• RECORDS TO USE:
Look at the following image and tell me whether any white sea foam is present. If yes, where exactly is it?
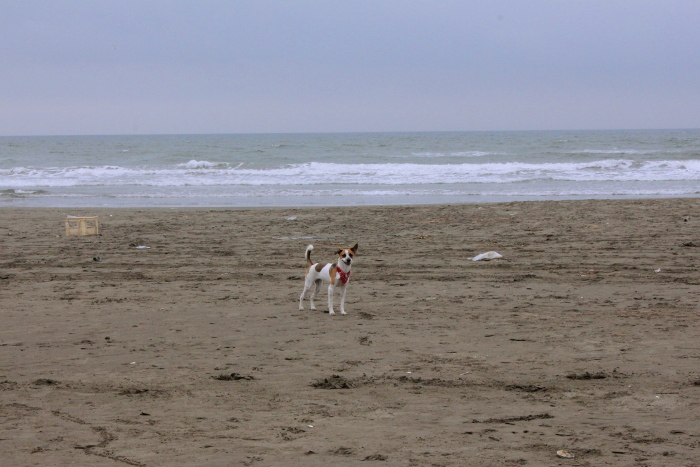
[0,159,700,188]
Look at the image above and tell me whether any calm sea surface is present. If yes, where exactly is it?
[0,130,700,207]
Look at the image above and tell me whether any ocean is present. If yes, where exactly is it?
[0,129,700,207]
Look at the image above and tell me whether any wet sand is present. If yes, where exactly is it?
[0,199,700,466]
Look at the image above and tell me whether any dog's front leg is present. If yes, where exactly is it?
[309,279,321,311]
[328,284,335,315]
[340,285,348,315]
[299,284,309,311]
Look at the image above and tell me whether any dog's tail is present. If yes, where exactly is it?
[305,245,314,266]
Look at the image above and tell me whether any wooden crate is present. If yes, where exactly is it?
[66,217,100,235]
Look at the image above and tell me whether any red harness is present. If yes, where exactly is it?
[336,268,350,285]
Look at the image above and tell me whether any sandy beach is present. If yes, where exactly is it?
[0,198,700,467]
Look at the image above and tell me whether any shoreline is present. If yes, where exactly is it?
[0,198,700,466]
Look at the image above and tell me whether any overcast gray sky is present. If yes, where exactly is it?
[0,0,700,135]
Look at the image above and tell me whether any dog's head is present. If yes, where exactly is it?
[336,243,357,266]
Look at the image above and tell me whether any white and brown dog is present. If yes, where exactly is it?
[299,244,357,315]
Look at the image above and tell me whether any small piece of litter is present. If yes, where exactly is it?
[557,450,576,459]
[472,251,503,261]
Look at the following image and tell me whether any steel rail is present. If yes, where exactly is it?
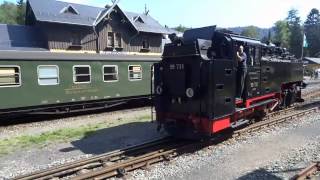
[292,162,320,180]
[15,104,318,180]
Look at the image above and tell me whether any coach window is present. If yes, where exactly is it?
[0,66,21,87]
[103,65,119,82]
[38,65,59,86]
[73,65,91,84]
[128,65,142,81]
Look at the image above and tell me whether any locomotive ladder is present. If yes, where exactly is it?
[150,65,156,122]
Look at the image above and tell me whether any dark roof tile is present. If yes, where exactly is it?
[0,24,47,50]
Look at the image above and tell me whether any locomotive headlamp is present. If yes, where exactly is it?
[156,85,163,95]
[186,88,194,98]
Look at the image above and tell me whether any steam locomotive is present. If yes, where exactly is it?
[154,26,304,139]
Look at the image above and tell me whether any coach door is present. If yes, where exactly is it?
[245,45,261,98]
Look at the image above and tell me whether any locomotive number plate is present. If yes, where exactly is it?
[170,64,184,71]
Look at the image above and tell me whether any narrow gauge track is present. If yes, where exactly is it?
[15,104,319,180]
[292,162,320,180]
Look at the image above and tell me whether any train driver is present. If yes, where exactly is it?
[237,45,247,98]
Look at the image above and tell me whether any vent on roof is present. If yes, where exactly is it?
[133,16,144,23]
[60,5,80,15]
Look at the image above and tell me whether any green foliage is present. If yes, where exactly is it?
[0,0,26,24]
[274,20,290,48]
[173,24,191,32]
[241,26,259,38]
[304,8,320,56]
[286,9,303,58]
[0,114,151,156]
[261,29,273,44]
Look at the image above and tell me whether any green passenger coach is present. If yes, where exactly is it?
[0,51,160,115]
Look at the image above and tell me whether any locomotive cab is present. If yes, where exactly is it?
[154,26,302,139]
[154,27,236,138]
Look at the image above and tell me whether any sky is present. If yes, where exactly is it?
[0,0,320,28]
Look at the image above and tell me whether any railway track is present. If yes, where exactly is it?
[292,162,320,180]
[15,102,319,180]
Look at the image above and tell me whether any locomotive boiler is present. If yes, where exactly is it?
[154,26,303,139]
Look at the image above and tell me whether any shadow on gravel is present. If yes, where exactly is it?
[60,122,165,155]
[0,101,151,126]
[237,169,281,180]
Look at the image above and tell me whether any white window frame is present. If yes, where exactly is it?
[72,65,92,84]
[128,64,143,81]
[0,65,22,88]
[37,65,60,86]
[102,65,119,82]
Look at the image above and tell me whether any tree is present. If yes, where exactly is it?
[286,9,303,58]
[273,20,290,48]
[304,8,320,56]
[241,26,259,39]
[0,1,17,24]
[16,0,26,24]
[0,0,26,24]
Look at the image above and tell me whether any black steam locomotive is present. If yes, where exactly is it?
[154,26,303,138]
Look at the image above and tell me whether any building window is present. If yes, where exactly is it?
[73,65,91,84]
[0,66,21,87]
[107,32,114,48]
[128,65,142,81]
[103,65,119,82]
[115,33,122,48]
[142,39,150,49]
[70,33,81,46]
[38,65,59,85]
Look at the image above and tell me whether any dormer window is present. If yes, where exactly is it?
[60,5,80,15]
[133,16,144,23]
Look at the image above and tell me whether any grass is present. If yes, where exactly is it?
[0,114,151,156]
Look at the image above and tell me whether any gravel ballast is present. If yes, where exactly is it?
[0,84,320,179]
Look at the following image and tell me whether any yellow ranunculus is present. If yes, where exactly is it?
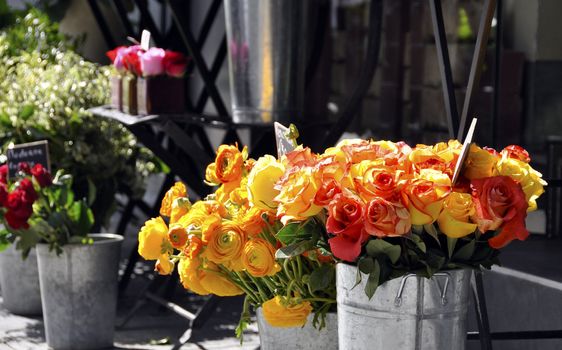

• GIVEN PROBLEM:
Rewrite the rows starting at the line containing "Look at the image above and tell me whether any sky" and ending at the last of the rows, switching every "locomotive" to "engine" and keeping everything else the same. Leave the pictures out of your answer.

• EXPECTED ANSWER:
Look at the image above and tell me whether any sky is present. If yes, where exactly is it?
[0,0,320,28]
Look at the image above and tell me whether any railway track is present. If yes, where exactly is it?
[292,162,320,180]
[15,102,319,180]
Look at the image above and tell me whether any engine boiler is present. If yes, where exactly is it?
[154,26,303,139]
Look at the image above and tell me whether any shadow on gravel is present. If yes, where exactly is it?
[60,122,165,155]
[0,101,151,126]
[237,169,281,180]
Look at the image above and tell me whether any white window frame is present. If yes, where exactly is it?
[72,65,92,84]
[128,64,143,81]
[0,65,22,88]
[37,65,60,86]
[102,65,119,82]
Look at the image above and tell me whether any tree is present. If yes, where exactly is it?
[286,9,303,58]
[273,20,290,48]
[304,8,320,56]
[241,26,259,39]
[0,1,17,24]
[16,0,26,24]
[0,0,26,24]
Look at the image above and tell me whether any black steam engine is present. If yes, where exactly is it?
[154,26,303,138]
Look at the image above and tell me whether any building window is present. If yes, where exactly is it?
[73,65,91,84]
[0,66,21,87]
[107,32,114,48]
[128,65,142,81]
[103,65,119,82]
[115,33,122,48]
[142,39,150,49]
[70,33,81,46]
[38,65,59,85]
Look at the image above and tell me whether any dormer window is present. If yes, where exactly is it?
[60,5,80,15]
[133,16,144,23]
Look at the image above and tell me whether any grass is present. If yes, where exactly is it?
[0,114,151,156]
Look at the image above and tell me whether any gravel ballast is present. If yes, where exactly is it?
[0,84,320,179]
Look at the following image and tell me whether any yellow ranunculus is present. If yes, where exactly is it?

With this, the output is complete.